Apply what you read:
A – In the post about Myanmar and the Responsibility to Protect, how much food and relief supplies did the French ambassador say the ship was carrying?
B – Continue the post about Myanmar and the Responsibility to Protect from its final sentence.

Sunday, May 18, 2008

Could Myanmar Be The First Case of RTP?

At the Summit of the United Nations General Assembly in 2005 world leaders agreed that in the event a national government failed to protect its population from "genocide, war crimes, ethnic cleansing and crimes against humanity," the "international community" could step in and do so. That "Responsibility to Protect" (RTP) principle has not been invoked anywhere, not in the Democratic Republic of the Congo, where several million people have been killed in a continuing struggle for the country's rich resources, nor in the Sudan, where ethnic cleansing has been in progress in full view of a watching world. But there is corridor talk at the UN of invoking the principle to get international aid workers into Myanmar to help with the deadly mess left by Typhoon Nargis.

Talk of such action is far-fetched, if only because China would veto any Security Council action to invoke RTP in the case of Myanmar, but the country's envoy at the UN seems nervous at the possibility. At an informal meeting of the General Assembly on Friday (16 May), at which Secretary-General Ban Ki-moon briefed delegates on his so far ineffective efforts to even talk to the junta's ranking General, Ambassador Kyaw Tint Swe accused France of sending a warship to the Bay of Bengal. French Ambassador Jean-Maurice Ripert denied the accusation, saying that the ship was only carrying 1,500 metric tons of food and relief supplies. He told reporters that the ship also had the capacity to establish a field hospital, which could be put ashore by helicopter or by the small boats capable of navigating the shallow waters of the Irrawaddy delta.

Whether an attempt to deliver aid from the ship will be made without the authorization of the junta in Yangon is a matter of speculation. If it is indeed made, and meets armed resistance, the response could sidestep the Security Council. If there is no resistance, a more pervasive aid effort could be set in motion without the junta's ukase. The case for international action is being clearly laid by French and British comments on the situation. On Friday French UN envoy Ripert told journalists that the Myanmar government's failure to allow foreign aid could "lead to a true crime against humanity." On Saturday, British Prime Minister Gordon Brown told the BBC that the refusal of the junta to "allow the international community to do what it wants to do" was "inhuman treatment of the Burmese people."

Dataset section:
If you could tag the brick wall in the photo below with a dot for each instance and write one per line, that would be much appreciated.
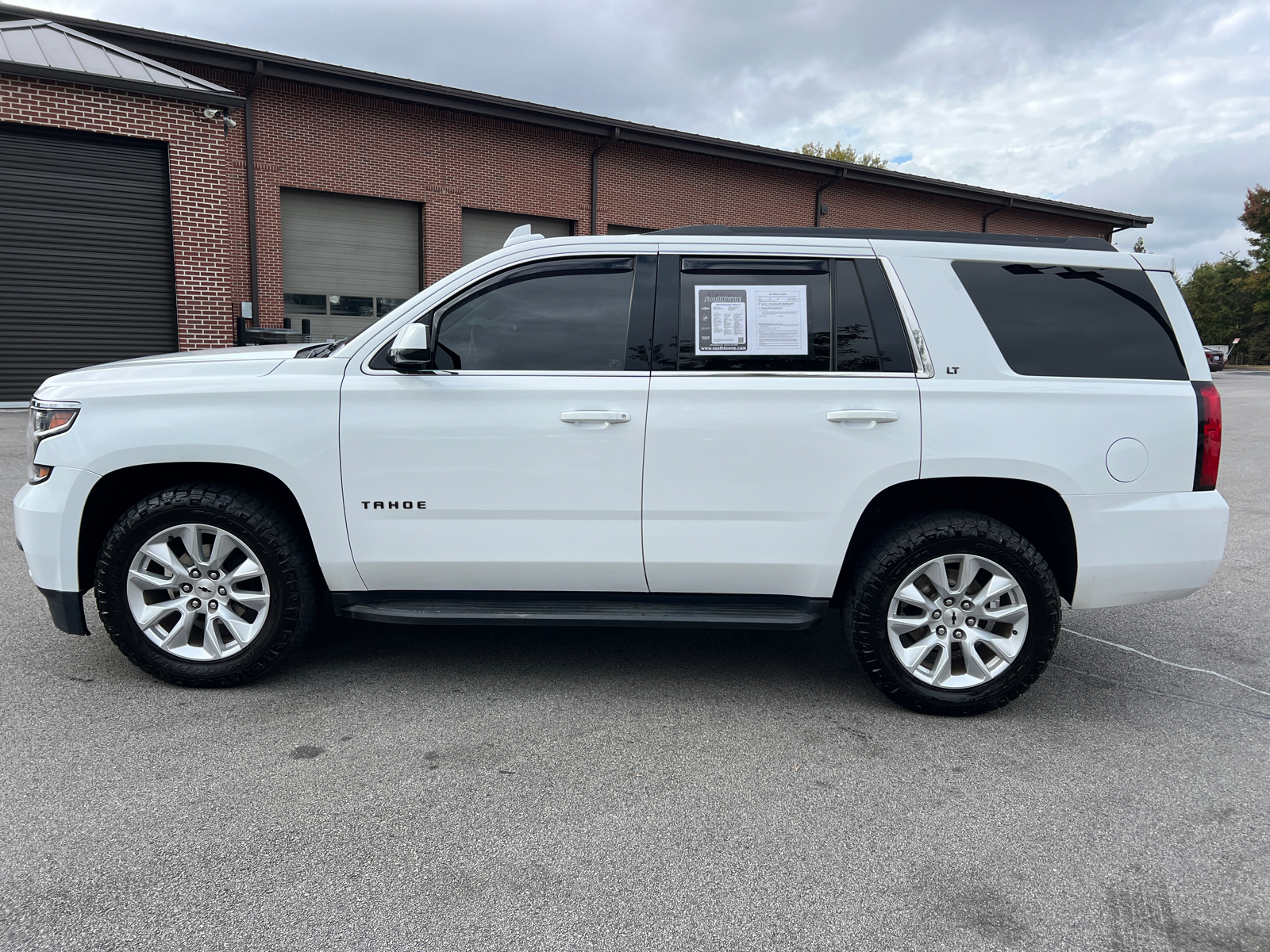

Responses by task:
A – 1,500 metric tons

B –
The possibility of international intervention without its permission is bound to weigh on the junta as it receives a third letter on Sunday from Ban Ki-moon, this one carried by UN Humanitarian Affairs chief John Holmes; the first two letters were sent through the Myanmar mission at the UN, and neither has brought a reply. Ban has failed repeatedly to reach Myanmar's "Senior General," Than Shwe by phone.

The latest assessment from the UN is that only about 500,000 of the approximately 2.5 million victims of Typhoon Nargis have received any form of aid.

Part of the problem might be that the junta itself is in the middle of a power struggle; 74-year old Than Shwe had surgery to remove an intestinal tumor last year (in Singapore), and is clearly on his last legs. Who will succeed him as head of the Orwellian "State Peace and Democracy Council" is not clear. The current "second in command" is reported to not have "political support," though it is anyone's guess what exactly that means in a country where a popular democracy movement has been brutally put down for decades.

The UN's diplomatic efforts at the moment seem to be focused on getting ASEAN countries to take the lead in pressuring Myanmar to open up to foreign aid. Ban Ki-moon is said to harbor hopes of visiting the country himself once a certain "comfort level" has been established in relations with the regime.